*Work task A*. In the article on the Bronze Age migration into Britain, repeat the part that opens with the words containing "The massive scale" and closes with "paper in Nature.", swapping "Celtic languages" for "Germanic languages".
*Work task B*. According to the article on the Bronze Age migration into Britain, how many individuals' remains did the researchers analyze for DNA?

*Excerpt provided*.
• • •

New research documents a major migration into Britain during the Late Bronze Age that would displace half the genetic makeup of England and Wales.
The massive scale of the study challenges previous notions of the origins of Celtic languages and culture in Britain, says Douglas J. Kennett, a professor of anthropology at the University of California, Santa Barbara and one of the 223 coauthors of the paper in Nature.
“It now appears that these migrations played out over centuries and involved the peaceful mixing of populations,” he says. “It shows that the movement of smaller populations over centuries can result in major changes in ancestry. In this case, half the ancestry of all later British populations.”
In analyzing the DNA from the remains of 793 individuals from the Middle to Late Bronze Age, the researchers discovered large-scale migration into southern Britain from around 1300 to 800 BCE. These newcomers so thoroughly mixed with the native population that by 1000 BCE they accounted for roughly half the genetic makeup of southern Britain by the Iron Age, which began about 750 BC.

• • •

*Data listing*.
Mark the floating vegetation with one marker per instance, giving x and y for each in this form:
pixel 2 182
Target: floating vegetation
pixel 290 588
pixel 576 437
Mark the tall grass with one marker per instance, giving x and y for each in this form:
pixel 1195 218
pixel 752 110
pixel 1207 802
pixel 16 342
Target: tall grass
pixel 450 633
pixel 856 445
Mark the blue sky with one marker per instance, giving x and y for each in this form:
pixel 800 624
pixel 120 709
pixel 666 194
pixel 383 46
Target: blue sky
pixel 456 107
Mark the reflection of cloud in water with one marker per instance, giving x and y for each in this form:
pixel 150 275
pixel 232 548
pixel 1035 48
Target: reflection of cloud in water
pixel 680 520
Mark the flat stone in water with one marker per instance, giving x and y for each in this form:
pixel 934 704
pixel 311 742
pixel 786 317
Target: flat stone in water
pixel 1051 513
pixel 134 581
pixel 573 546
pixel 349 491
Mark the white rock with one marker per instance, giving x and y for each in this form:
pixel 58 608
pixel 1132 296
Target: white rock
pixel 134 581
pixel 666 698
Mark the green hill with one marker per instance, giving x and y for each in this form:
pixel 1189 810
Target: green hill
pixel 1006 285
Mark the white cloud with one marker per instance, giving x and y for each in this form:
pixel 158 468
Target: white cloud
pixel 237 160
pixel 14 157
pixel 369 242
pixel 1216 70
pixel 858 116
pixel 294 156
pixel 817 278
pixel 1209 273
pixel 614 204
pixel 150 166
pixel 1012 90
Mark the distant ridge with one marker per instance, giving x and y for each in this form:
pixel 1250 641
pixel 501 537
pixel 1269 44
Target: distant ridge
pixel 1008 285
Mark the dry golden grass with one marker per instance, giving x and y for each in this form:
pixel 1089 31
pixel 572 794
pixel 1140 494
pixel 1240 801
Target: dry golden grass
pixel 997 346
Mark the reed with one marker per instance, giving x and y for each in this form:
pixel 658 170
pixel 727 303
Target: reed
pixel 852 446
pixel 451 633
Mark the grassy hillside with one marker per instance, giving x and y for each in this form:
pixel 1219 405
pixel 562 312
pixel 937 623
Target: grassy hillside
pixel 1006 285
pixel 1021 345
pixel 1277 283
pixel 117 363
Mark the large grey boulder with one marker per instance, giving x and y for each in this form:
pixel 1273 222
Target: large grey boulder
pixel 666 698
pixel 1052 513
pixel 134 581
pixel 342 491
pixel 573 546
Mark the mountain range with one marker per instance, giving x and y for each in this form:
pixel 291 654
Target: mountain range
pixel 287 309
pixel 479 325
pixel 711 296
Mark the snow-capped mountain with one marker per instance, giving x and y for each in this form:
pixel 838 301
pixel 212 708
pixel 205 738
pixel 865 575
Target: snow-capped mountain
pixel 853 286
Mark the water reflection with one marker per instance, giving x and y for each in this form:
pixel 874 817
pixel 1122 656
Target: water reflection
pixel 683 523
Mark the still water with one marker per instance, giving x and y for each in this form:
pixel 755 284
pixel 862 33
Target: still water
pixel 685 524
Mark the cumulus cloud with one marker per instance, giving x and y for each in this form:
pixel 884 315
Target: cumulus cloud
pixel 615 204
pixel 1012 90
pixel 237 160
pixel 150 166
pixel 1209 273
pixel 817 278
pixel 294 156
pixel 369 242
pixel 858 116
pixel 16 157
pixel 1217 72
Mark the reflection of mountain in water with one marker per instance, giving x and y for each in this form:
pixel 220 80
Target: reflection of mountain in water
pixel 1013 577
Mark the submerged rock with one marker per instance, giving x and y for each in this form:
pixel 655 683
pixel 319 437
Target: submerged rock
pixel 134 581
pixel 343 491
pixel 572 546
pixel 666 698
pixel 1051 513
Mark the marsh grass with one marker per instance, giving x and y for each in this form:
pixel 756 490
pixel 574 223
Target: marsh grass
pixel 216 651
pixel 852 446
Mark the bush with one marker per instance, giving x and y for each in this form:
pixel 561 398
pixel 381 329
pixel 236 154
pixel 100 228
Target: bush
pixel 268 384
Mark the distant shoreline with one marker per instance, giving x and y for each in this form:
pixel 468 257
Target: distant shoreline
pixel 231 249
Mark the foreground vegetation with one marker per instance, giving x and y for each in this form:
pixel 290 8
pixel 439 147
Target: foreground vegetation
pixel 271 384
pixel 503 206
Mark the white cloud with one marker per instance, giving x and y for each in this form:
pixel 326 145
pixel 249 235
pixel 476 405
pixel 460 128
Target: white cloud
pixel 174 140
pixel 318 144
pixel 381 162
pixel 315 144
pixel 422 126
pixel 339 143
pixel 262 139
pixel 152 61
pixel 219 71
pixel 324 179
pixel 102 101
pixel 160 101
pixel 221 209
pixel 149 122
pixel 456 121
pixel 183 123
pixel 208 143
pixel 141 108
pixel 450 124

• • •

*Task output A*.
The massive scale of the study challenges previous notions of the origins of Germanic languages and culture in Britain, says Douglas J. Kennett, a professor of anthropology at the University of California, Santa Barbara and one of the 223 coauthors of the paper in Nature.

*Task output B*. 793 individuals from the Middle to Late Bronze Age.